*** The data ***

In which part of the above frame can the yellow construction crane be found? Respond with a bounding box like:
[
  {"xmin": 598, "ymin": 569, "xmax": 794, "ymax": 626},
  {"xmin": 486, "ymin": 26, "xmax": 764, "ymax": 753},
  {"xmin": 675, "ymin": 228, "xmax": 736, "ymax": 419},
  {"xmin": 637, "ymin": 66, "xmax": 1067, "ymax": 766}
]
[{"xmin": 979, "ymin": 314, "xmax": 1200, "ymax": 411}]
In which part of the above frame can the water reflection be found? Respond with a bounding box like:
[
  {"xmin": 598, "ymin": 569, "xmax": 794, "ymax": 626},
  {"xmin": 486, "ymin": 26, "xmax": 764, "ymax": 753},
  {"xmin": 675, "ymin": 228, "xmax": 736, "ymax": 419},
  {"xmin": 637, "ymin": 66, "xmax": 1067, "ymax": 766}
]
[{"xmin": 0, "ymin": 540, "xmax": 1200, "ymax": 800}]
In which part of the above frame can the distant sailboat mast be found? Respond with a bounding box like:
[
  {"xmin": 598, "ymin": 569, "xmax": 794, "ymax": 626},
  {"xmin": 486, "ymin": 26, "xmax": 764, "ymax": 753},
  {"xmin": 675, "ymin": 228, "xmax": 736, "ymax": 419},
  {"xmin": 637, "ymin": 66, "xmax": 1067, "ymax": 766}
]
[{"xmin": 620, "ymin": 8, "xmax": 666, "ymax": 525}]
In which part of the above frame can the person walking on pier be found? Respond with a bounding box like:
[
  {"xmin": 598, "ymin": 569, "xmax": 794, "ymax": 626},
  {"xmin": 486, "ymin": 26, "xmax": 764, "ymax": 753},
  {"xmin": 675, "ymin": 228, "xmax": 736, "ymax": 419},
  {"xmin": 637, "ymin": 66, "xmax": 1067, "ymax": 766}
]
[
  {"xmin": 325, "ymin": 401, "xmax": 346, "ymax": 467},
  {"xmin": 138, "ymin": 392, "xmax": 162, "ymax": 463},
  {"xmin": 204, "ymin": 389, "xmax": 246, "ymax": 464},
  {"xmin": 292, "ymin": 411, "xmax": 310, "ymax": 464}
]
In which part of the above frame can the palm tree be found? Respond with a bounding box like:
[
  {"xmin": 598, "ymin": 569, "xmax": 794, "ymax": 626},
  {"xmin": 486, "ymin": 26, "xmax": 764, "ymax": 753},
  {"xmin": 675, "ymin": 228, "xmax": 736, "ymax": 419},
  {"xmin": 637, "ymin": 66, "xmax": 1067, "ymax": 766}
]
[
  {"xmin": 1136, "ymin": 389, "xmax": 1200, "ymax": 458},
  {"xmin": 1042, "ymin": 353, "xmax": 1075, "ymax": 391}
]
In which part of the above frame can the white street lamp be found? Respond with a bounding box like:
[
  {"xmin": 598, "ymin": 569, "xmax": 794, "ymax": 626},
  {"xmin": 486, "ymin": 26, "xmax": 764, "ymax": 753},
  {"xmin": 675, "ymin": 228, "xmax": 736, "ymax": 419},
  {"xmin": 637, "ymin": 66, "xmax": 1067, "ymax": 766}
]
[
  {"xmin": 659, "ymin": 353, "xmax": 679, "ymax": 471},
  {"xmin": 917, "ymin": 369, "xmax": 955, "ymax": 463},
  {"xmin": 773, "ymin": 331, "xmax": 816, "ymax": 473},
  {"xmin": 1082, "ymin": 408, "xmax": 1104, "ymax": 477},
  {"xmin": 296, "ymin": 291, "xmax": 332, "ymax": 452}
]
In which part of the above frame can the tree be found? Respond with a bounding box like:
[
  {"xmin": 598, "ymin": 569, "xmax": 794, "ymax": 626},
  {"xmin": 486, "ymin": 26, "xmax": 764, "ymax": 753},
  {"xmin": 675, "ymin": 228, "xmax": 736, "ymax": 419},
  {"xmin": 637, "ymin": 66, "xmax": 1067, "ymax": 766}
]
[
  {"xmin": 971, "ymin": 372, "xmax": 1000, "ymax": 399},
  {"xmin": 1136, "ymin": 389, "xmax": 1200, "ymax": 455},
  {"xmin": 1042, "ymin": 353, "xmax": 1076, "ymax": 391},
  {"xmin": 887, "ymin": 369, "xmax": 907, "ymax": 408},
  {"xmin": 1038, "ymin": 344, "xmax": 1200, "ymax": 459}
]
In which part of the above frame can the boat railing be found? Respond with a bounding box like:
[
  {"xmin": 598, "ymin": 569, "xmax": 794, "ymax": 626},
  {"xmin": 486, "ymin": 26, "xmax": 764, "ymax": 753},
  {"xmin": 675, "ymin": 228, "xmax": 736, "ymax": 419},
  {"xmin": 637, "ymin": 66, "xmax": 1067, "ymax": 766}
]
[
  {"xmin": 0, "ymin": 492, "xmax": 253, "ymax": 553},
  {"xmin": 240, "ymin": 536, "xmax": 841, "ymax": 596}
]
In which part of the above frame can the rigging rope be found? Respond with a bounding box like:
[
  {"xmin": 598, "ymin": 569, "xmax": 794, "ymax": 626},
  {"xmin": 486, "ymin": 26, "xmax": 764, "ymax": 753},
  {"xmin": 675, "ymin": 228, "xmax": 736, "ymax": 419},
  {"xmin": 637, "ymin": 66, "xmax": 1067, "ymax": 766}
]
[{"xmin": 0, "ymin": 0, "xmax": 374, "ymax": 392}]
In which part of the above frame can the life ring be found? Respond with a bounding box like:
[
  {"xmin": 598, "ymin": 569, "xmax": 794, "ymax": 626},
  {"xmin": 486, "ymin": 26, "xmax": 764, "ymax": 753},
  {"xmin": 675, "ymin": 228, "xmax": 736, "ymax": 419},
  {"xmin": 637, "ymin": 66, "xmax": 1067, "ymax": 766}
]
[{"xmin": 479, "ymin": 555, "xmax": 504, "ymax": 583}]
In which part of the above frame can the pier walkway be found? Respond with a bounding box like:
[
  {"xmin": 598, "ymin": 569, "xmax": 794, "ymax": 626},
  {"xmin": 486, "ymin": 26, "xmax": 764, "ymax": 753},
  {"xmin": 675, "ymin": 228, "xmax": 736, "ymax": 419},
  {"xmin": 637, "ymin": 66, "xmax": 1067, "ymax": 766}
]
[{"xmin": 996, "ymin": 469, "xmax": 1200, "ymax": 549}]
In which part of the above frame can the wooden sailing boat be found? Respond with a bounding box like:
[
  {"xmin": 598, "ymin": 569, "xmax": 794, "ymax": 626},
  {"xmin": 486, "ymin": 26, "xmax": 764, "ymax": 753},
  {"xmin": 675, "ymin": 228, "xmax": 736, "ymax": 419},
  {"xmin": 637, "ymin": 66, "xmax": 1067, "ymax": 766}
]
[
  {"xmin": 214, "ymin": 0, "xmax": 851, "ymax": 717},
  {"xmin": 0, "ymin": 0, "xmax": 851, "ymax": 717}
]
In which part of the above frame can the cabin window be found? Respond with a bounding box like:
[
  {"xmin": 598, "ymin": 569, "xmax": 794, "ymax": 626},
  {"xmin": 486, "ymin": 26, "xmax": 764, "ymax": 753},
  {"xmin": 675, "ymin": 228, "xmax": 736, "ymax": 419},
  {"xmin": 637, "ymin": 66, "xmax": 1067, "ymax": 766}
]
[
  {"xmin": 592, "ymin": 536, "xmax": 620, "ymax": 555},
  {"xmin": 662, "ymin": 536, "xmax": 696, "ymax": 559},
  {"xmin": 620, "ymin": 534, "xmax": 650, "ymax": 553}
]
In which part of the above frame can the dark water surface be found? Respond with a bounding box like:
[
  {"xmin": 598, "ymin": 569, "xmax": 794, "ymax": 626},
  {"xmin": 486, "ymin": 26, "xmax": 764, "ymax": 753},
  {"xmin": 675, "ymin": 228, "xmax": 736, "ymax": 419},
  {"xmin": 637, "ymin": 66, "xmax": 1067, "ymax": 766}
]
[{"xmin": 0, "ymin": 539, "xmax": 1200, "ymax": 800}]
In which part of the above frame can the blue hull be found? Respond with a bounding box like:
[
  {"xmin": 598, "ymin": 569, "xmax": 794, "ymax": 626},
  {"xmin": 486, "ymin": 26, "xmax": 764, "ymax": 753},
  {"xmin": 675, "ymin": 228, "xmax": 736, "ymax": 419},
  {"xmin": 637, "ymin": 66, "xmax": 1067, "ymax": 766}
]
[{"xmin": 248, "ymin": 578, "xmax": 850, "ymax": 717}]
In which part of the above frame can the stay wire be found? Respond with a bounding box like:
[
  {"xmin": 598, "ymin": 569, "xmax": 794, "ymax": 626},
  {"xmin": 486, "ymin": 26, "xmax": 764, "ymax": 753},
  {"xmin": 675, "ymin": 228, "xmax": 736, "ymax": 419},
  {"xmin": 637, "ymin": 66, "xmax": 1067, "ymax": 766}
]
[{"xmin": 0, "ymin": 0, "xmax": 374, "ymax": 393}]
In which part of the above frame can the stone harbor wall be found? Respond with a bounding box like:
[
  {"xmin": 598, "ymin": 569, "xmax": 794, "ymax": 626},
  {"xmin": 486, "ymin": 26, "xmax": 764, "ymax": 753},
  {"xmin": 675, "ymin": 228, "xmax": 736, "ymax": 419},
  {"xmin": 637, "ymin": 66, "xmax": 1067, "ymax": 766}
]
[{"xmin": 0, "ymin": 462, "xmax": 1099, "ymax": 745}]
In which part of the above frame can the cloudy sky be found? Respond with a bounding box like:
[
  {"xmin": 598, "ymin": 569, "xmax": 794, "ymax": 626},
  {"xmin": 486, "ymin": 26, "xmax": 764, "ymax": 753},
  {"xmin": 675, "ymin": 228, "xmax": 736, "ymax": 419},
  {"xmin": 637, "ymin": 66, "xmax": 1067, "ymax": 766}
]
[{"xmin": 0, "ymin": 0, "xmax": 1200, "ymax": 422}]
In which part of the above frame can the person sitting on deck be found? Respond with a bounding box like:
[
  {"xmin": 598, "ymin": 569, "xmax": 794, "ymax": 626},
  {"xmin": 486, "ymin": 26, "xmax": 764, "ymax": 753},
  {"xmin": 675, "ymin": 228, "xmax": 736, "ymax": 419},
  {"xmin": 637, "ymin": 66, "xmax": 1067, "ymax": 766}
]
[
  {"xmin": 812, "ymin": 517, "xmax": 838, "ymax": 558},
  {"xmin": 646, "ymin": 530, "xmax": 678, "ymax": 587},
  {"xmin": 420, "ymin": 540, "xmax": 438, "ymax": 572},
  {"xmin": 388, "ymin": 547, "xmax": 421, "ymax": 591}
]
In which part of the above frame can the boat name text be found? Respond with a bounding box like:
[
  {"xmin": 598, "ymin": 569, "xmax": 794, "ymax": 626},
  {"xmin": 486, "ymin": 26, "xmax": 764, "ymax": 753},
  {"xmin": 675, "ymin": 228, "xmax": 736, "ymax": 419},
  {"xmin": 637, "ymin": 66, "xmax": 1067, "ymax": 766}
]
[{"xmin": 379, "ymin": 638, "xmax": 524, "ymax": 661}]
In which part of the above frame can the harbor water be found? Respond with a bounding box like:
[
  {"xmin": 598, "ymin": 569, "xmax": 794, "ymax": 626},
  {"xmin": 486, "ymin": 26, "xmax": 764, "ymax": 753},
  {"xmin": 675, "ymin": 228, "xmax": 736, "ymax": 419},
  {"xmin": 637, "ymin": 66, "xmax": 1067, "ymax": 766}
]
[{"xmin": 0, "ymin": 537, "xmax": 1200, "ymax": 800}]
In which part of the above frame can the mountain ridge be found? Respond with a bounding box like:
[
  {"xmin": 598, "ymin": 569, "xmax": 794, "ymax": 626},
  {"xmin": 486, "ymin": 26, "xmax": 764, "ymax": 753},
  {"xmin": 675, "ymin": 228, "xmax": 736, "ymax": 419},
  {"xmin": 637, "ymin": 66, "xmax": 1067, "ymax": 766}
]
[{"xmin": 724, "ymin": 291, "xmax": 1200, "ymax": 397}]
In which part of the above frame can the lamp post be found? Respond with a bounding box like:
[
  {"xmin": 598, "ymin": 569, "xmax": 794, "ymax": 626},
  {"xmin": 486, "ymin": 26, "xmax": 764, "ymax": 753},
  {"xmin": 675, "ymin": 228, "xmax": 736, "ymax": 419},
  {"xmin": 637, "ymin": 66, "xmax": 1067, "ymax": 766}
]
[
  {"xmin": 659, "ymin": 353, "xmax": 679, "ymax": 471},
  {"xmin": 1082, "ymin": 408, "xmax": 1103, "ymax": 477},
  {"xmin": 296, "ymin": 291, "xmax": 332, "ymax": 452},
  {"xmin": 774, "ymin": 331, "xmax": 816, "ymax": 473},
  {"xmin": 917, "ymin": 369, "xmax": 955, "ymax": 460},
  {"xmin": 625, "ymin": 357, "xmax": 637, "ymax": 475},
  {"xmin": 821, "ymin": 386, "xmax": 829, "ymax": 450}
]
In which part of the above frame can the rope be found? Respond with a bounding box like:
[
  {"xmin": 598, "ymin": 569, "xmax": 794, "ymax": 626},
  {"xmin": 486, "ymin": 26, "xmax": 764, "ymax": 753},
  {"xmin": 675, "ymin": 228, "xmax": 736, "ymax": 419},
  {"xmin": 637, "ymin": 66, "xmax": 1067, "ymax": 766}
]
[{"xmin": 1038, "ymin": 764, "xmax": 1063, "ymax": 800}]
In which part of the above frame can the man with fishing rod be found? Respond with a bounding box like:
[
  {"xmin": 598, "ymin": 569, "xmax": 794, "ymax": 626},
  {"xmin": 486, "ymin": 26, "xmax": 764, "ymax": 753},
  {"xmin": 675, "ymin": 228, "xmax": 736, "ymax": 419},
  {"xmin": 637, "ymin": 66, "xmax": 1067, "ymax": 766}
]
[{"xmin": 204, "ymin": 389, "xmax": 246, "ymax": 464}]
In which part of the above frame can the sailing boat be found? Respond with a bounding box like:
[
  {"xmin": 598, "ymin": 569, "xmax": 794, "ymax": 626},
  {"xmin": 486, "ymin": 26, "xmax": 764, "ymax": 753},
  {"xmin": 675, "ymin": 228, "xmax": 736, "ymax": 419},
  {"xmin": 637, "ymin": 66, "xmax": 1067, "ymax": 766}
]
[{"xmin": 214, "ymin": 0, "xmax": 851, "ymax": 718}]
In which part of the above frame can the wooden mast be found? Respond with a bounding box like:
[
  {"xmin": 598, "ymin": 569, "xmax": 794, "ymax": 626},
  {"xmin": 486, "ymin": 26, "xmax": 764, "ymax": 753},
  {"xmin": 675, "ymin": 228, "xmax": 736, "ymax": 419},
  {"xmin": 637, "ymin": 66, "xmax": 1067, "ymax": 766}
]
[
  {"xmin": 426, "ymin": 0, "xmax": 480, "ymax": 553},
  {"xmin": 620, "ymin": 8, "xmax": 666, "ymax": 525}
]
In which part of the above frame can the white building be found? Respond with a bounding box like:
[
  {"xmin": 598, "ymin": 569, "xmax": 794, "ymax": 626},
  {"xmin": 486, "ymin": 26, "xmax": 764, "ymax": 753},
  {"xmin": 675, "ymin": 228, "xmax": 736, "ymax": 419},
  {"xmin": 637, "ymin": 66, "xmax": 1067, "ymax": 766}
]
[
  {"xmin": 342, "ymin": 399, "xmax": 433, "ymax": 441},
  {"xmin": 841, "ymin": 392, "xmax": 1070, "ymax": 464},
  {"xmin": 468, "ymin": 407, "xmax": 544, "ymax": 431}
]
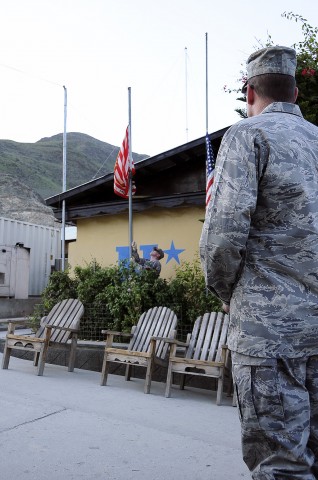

***

### What to work on
Which lines above contain the word "water"? Show every one of them in full.

### Solution for this exercise
In which part of the above frame can the water reflection be found? Respond with a bounding box like:
In which part of the above frame can the dark water surface be found? Respond with a bounding box like:
In which part of the above frame can the harbor water be found? Respond with a bounding box like:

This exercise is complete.